SOURCE DOCUMENT:
Going to re:Invent this December? Come party with us and The Chainsmokers ->->

Blog / Engineering

Semantic Versioning UDF in ClickHouse

author avatar
Juan S. Carrillo
Oct 9, 2024

I work at Embrace, where we build the only user-focused mobile app observability solution based on OpenTelemetry (OTel). We use ClickHouse to power our time series analytics products.

One of the most important sorting categories for Embrace users is app version. App versions often use semantic versioning, where the version will be described in the format <MAJOR>.<MINOR>.<PATCH>. You increment them according to the following rules:

  1. MAJOR version when you make incompatible API changes
  2. MINOR version when you add functionality in a backward compatible manner
  3. PATCH version when you make backward compatible bug fixes

We want to be able to sort app versions such that 2.1.0, 2.1.2, and 2.1.10 would appear in that order, rather than 2.1.0, 2.1.10, and 2.1.2, which happens when you sort in lexicographic order.

REQUEST: Reproduce word for word the passage of the semantic versioning post between "Semantic Versioning UDF" and "series analytics products.", inclusive.

PROVIDED INFORMATION:
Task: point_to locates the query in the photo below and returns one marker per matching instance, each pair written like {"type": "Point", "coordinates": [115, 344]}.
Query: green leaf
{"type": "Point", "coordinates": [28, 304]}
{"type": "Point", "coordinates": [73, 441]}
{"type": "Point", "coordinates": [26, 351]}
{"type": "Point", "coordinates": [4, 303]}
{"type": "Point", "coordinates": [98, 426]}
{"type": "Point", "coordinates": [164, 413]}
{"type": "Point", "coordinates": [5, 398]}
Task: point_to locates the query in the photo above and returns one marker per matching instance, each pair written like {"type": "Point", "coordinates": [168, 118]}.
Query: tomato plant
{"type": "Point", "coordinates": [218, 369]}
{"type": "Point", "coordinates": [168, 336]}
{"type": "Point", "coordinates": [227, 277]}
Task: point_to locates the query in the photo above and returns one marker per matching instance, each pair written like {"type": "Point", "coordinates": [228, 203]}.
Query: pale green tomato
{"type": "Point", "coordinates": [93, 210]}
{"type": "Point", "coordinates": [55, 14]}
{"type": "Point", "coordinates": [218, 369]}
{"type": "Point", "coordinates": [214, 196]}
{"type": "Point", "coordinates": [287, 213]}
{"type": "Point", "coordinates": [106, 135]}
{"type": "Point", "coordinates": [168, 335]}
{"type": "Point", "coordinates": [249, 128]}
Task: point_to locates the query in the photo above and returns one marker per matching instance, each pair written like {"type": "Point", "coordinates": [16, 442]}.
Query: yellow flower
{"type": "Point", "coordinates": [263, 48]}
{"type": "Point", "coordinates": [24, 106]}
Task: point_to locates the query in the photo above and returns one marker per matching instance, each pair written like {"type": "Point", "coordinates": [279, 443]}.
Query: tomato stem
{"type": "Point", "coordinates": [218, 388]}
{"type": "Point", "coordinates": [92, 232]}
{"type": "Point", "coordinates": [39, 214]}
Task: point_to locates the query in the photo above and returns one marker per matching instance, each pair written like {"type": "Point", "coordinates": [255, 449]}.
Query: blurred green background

COMPLETE ANSWER:
Semantic Versioning UDF in ClickHouse

author avatar
Juan S. Carrillo
Oct 9, 2024

I work at Embrace, where we build the only user-focused mobile app observability solution based on OpenTelemetry (OTel). We use ClickHouse to power our time series analytics products.